Select each line in the items below that contains the word "feed".

**Entries**
= = =

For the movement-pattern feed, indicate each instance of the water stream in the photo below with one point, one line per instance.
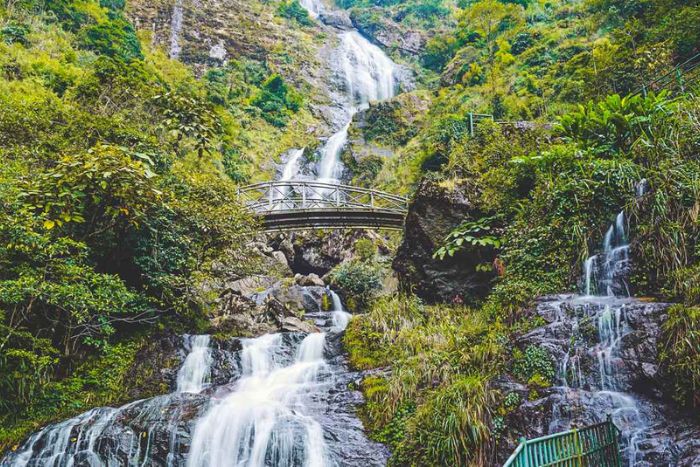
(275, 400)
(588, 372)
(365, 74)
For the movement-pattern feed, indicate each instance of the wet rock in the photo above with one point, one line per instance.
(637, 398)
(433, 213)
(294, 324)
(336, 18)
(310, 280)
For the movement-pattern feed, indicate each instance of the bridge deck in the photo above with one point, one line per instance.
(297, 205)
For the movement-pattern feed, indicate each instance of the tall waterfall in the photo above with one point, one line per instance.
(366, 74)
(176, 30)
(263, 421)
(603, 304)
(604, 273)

= = =

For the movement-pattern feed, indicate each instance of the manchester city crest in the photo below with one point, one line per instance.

= = =

**Worked answer**
For the movement-pattern feed, indicate each instance of the water stream in the photo below with one point, one line per instance.
For the movement-pattern feed, indicate each instance of the wet rock in the photo above with one point, one line per instance.
For the movement-pattern feed, indicate each instance of the bridge deck in the photo above with one point, one line per instance.
For the movement-pattern feed, indicate each instance of the tall waterfall in the photo above with one point, one line per instance.
For the movement-pattern feed, indicate each instance of the manchester city crest in the photo below with one point, one line per instance.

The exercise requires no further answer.